The request: Copy out each of the rows below verbatim, leaving every line unchanged.

Provided data:
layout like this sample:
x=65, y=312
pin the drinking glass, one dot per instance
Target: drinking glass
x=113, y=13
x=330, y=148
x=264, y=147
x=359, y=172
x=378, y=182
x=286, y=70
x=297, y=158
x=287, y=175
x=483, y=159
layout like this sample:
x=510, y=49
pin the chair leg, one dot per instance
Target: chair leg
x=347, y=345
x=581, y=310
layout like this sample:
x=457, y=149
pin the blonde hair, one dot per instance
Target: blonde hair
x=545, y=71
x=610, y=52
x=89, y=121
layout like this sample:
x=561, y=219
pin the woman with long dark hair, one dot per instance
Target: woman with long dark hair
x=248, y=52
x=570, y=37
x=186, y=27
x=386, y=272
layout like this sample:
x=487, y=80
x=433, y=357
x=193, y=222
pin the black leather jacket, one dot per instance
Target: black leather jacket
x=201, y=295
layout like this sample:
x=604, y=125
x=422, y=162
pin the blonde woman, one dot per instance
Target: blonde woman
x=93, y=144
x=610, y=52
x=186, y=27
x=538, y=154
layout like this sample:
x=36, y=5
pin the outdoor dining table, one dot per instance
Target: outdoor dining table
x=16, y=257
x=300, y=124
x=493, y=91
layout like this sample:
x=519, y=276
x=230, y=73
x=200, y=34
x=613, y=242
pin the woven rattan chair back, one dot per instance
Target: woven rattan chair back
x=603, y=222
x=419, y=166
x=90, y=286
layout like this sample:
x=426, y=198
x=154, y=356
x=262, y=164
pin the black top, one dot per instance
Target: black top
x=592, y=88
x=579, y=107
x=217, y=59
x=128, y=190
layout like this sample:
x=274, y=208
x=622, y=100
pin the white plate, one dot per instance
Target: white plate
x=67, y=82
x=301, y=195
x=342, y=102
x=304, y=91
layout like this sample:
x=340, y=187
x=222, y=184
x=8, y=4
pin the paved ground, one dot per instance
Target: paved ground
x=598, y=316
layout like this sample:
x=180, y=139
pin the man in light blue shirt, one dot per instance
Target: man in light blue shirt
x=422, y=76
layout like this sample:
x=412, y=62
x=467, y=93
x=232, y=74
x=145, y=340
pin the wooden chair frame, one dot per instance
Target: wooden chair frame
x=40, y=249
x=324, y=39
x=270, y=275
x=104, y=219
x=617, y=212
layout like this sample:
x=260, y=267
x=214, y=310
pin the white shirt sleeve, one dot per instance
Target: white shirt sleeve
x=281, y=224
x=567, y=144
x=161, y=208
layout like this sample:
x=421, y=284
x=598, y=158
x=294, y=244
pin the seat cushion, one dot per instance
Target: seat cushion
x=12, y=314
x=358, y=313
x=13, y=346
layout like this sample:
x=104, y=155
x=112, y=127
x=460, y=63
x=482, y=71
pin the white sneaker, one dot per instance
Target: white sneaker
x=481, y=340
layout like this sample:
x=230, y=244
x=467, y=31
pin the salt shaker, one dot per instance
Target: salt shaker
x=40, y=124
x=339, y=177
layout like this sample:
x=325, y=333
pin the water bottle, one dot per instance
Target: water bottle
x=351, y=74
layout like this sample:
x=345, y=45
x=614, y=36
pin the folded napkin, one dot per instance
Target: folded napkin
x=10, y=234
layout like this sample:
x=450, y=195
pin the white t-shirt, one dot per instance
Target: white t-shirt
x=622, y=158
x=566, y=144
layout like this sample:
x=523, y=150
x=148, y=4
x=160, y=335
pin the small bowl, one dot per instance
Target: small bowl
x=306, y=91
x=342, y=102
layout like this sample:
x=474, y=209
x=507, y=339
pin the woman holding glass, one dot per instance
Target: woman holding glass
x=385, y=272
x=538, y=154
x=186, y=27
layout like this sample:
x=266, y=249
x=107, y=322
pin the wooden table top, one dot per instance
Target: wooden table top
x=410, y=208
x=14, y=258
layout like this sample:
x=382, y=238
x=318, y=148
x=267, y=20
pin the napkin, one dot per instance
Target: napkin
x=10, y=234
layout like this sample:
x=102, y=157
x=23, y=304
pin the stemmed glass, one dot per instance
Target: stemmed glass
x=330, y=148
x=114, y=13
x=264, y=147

Full solution:
layout like this sample:
x=65, y=312
pin the drinking glass, one dot per instance
Target: drinking glass
x=113, y=13
x=330, y=148
x=264, y=147
x=359, y=172
x=378, y=182
x=286, y=70
x=297, y=158
x=287, y=175
x=483, y=159
layout like this sample:
x=510, y=49
pin the chair leg, one dot per instance
Target: chair leg
x=347, y=345
x=581, y=310
layout like this sample:
x=457, y=149
pin the blonde hair, one dot per instance
Target: blonde hair
x=545, y=71
x=610, y=52
x=89, y=121
layout like this sample:
x=561, y=219
pin the woman with long dark hair, one dot per instance
Target: woman with long dark hair
x=248, y=52
x=570, y=37
x=186, y=27
x=386, y=272
layout like this sample:
x=487, y=80
x=433, y=357
x=193, y=222
pin the black leather jacket, one dot per instance
Target: black leather jacket
x=201, y=295
layout like this sample:
x=604, y=125
x=422, y=162
pin the blonde woman, one dot per instance
Target: blonde woman
x=93, y=144
x=610, y=52
x=186, y=27
x=538, y=154
layout like this sample:
x=36, y=5
pin the outdoor dining table, one dot per instance
Target: outdoor dining table
x=16, y=257
x=300, y=124
x=493, y=91
layout like this sample:
x=519, y=276
x=230, y=73
x=200, y=34
x=613, y=242
pin the woven rattan chair back, one dot per instance
Target: woven rattan chair back
x=603, y=222
x=419, y=166
x=90, y=286
layout like this sample:
x=426, y=198
x=154, y=356
x=262, y=164
pin the black top, one dot per instance
Target: black top
x=592, y=88
x=579, y=107
x=217, y=59
x=128, y=190
layout like this sample:
x=274, y=208
x=622, y=100
pin the white plate, one dot per instance
Target: white plate
x=67, y=82
x=301, y=195
x=342, y=102
x=304, y=91
layout like this sample:
x=340, y=187
x=222, y=184
x=8, y=4
pin the paved ground, one dot per instance
Target: paved ground
x=598, y=316
layout like this sample:
x=180, y=139
pin the man in light blue shirt, one dot per instance
Target: man in light blue shirt
x=422, y=76
layout like this sample:
x=412, y=62
x=467, y=93
x=232, y=74
x=145, y=340
pin the wooden chair frame, one dot per instance
Target: wooden chair frame
x=40, y=249
x=324, y=39
x=270, y=275
x=104, y=219
x=617, y=212
layout like this sample:
x=260, y=267
x=214, y=310
pin the white shirt sleeve, one dot per instance
Target: white shirt sleeve
x=281, y=224
x=567, y=144
x=161, y=208
layout like this sample:
x=421, y=284
x=598, y=158
x=294, y=244
pin the seat cushion, one dot per instance
Target: seat cushion
x=12, y=314
x=358, y=313
x=13, y=346
layout like this sample:
x=104, y=155
x=112, y=127
x=460, y=63
x=482, y=71
pin the white sneaker, one dot per instance
Target: white sneaker
x=481, y=340
layout like this sample:
x=230, y=244
x=467, y=31
pin the salt shaker, one dot per instance
Target: salt shaker
x=40, y=124
x=339, y=177
layout like this sample:
x=325, y=333
pin the water bottle, one dot per instance
Target: water bottle
x=351, y=74
layout like this sample:
x=345, y=45
x=614, y=36
pin the folded napkin, one dot per instance
Target: folded napkin
x=10, y=234
layout like this sample:
x=450, y=195
pin the white t-shirt, one dot per instance
Target: white t-shirt
x=622, y=158
x=566, y=144
layout like this sample:
x=523, y=150
x=148, y=4
x=160, y=335
pin the small bowl, one dot per instance
Target: small bowl
x=306, y=91
x=342, y=102
layout like this sample:
x=474, y=209
x=507, y=339
pin the woman holding glass, one dot per instance
Target: woman holding glass
x=385, y=272
x=538, y=154
x=186, y=27
layout like this sample:
x=266, y=249
x=107, y=322
pin the wooden table top, one dot per instance
Target: wooden table top
x=410, y=208
x=14, y=258
layout like this sample:
x=382, y=238
x=318, y=148
x=267, y=20
pin the napkin, one dot per instance
Target: napkin
x=10, y=234
layout like this sample:
x=102, y=157
x=23, y=304
pin the stemmed glass, one dot per instance
Target: stemmed glass
x=330, y=148
x=114, y=13
x=264, y=147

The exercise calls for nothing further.